Problem.
Rewrite the entries from the line containing "Per the caption, the dry" through the last line of the entries, both included, replacing "dry grass hillside" with "grassy slope" and leaving everything else unchanged.

-- START Information shown --

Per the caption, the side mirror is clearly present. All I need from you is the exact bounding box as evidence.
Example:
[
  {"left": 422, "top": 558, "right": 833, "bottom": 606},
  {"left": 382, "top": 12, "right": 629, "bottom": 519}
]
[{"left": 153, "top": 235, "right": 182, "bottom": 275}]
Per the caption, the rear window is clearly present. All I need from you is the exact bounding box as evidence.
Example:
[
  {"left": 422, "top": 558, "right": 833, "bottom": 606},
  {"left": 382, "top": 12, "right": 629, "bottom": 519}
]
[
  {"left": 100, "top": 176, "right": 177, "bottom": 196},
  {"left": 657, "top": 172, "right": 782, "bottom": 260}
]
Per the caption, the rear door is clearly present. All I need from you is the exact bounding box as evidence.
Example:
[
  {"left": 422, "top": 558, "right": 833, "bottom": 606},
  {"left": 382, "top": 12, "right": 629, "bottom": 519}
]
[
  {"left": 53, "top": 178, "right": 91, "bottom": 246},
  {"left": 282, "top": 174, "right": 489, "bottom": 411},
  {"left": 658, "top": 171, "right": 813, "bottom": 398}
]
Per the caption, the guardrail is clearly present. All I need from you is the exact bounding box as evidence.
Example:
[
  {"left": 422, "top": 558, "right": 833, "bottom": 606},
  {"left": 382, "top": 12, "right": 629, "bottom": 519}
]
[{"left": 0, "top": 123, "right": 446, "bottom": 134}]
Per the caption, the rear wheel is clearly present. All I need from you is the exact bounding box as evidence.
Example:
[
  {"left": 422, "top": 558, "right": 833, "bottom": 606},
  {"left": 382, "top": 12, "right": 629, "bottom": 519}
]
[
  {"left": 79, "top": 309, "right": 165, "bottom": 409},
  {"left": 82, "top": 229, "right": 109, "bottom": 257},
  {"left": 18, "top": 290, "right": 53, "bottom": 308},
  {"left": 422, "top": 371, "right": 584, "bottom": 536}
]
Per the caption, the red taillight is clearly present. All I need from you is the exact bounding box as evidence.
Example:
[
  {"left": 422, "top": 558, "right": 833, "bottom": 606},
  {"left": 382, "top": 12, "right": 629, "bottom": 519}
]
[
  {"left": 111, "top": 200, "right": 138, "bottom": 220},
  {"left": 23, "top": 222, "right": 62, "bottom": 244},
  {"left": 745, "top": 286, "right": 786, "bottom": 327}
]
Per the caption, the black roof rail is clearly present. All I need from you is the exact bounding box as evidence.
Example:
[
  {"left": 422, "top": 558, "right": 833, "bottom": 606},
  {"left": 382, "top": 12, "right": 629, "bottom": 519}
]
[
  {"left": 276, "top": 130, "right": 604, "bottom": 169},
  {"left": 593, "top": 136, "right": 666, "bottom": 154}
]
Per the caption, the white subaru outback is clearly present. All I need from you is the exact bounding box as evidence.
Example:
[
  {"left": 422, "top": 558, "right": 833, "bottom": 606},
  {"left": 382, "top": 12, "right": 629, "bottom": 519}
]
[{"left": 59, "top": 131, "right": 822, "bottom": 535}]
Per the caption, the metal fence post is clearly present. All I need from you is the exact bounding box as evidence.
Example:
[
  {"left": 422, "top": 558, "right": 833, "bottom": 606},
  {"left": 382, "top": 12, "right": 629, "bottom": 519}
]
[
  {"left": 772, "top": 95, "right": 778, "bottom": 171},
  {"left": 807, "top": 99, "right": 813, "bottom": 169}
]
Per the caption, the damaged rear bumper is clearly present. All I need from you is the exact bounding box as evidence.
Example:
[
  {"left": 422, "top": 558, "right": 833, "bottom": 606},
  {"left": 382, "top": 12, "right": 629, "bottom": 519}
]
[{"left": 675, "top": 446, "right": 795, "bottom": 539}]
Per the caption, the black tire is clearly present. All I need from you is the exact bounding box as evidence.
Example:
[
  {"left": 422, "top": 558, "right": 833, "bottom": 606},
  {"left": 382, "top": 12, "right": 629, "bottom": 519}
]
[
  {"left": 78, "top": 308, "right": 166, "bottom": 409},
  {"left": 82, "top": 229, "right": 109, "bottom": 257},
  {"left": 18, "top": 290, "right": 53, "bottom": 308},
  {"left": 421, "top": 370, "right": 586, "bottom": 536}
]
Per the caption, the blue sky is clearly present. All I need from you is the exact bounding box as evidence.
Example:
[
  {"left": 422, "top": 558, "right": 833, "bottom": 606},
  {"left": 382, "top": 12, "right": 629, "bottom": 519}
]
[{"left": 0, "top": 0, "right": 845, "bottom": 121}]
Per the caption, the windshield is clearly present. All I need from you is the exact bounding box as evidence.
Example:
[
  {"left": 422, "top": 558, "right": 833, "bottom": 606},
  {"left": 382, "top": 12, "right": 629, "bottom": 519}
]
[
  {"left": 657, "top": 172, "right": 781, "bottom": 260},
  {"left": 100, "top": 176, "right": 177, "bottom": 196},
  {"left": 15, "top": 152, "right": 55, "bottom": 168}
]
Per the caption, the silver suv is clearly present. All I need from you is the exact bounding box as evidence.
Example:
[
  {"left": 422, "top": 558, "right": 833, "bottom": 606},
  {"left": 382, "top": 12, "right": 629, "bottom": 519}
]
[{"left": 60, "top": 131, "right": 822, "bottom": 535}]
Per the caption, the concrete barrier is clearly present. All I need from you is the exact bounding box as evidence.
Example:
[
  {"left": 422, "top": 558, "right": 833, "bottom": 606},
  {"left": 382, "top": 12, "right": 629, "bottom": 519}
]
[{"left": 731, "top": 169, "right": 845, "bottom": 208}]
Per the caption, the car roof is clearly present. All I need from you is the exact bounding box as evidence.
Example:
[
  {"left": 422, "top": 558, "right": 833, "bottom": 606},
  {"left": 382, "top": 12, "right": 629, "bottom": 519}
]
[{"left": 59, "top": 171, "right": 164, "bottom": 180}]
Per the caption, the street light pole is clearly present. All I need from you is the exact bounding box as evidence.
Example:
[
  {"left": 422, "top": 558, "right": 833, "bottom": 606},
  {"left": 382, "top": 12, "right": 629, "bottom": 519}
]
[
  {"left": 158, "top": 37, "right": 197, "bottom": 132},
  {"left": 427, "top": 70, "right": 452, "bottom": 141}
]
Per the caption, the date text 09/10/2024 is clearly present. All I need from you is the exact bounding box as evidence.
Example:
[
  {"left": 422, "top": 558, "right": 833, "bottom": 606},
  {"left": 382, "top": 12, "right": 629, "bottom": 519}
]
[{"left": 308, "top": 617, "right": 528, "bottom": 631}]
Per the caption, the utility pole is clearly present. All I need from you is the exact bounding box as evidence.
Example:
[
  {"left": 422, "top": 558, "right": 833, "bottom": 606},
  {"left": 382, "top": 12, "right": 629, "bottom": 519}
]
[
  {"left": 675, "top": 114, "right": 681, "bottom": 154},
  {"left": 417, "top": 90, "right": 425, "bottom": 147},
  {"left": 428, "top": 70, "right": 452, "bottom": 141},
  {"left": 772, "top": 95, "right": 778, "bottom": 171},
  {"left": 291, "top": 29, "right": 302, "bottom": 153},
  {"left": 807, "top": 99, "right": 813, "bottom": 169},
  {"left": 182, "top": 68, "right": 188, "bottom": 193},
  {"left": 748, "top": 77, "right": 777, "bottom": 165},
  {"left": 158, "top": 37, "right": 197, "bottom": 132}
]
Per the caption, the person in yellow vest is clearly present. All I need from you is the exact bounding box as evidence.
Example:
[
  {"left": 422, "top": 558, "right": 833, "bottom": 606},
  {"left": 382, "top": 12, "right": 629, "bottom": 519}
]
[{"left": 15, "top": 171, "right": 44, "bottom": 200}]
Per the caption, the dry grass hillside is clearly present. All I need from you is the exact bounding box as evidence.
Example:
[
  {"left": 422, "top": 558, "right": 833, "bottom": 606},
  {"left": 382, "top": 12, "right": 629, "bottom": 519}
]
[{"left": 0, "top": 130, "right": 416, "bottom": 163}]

-- END Information shown --

Solution.
Per the caption, the grassy slope is clearly present. All I need from you is the exact bounding box as evidence.
Example:
[
  {"left": 422, "top": 558, "right": 833, "bottom": 606},
  {"left": 382, "top": 12, "right": 629, "bottom": 519}
]
[{"left": 0, "top": 130, "right": 416, "bottom": 163}]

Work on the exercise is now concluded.